[What you should do] Output every line of the rows below verbatim, omitting the images.

[Entries provided]

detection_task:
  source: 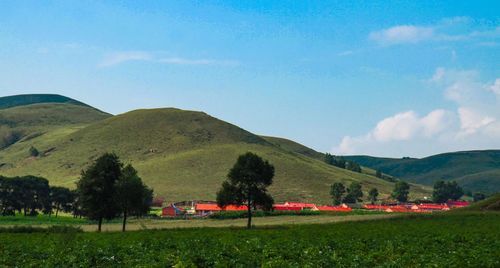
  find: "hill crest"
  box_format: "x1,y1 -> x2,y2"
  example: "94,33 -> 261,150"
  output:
0,94 -> 90,109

[Task solution]
detection_task:
  source: 
  find: "hill crest"
  box_format: "x1,y1 -> x2,y2"
  example: "94,33 -> 261,150"
  output:
0,94 -> 90,109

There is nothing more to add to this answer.